**SOURCE EXCERPT:**
• • •

Groundwater bodies constitute important water supplies as they are considered to be the safest and most reliable sources for drinking water. Although they commonly show complex dynamics, they may provide information on climate variability, being sensitive at both local and global climate conditions. Currently, the shallow aquifer hosted in the Mt. Amiata volcanics represents the most important freshwater reservoir of southern Tuscany (central Italy). Nevertheless, such a groundwater system is still poorly constrained, despite the hydrogeological and geochemical investigations carried out in the last decades. In this work literature and new hydrogeological and water stable isotopic data from both rainfall and groundwater are reviewed with the aim to better understand how the Mt. Amiata aquifer responds to the meteoric recharge and evaluate the impact of climate variability on this significant groundwater body. Isotopically, a good agreement between the rainfall and the groundwater system was observed, suggesting that the aquifer can be used as a proxy for local climate changes.

• • •

**RECORD EXTRACTS:**
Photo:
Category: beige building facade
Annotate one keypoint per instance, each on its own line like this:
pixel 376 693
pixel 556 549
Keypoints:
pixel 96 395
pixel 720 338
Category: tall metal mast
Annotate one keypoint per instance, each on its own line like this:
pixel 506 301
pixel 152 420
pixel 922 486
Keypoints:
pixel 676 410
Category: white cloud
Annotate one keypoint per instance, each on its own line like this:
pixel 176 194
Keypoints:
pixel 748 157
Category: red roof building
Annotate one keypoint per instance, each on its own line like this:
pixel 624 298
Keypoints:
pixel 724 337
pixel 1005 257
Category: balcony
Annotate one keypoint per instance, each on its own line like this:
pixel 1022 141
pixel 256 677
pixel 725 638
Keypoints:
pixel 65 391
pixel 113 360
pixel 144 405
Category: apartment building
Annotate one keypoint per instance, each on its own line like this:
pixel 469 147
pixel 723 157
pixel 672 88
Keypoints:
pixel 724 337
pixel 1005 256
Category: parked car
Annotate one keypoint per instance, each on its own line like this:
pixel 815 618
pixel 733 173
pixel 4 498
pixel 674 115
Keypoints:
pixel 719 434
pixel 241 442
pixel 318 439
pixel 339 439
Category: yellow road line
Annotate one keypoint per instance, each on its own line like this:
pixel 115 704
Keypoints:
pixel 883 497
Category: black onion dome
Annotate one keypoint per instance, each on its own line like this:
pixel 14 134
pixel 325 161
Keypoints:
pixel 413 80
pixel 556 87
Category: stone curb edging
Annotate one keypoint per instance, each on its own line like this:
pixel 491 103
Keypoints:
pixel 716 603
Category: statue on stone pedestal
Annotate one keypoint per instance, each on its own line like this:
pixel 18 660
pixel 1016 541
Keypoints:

• • •

**SET TASK:**
Summarize the passage on the Mt. Amiata aquifer in two sentences. The rows come from a source unrelated to the text.

**RESPONSE TO THIS EXERCISE:**
The shallow aquifer in the Mt. Amiata volcanics is the most important freshwater reservoir of southern Tuscany, yet it remains poorly constrained despite decades of hydrogeological and geochemical study. Reviewing literature and new hydrogeological and water stable isotopic data from rainfall and groundwater, the work found good isotopic agreement between the two, suggesting the aquifer can serve as a proxy for local climate changes.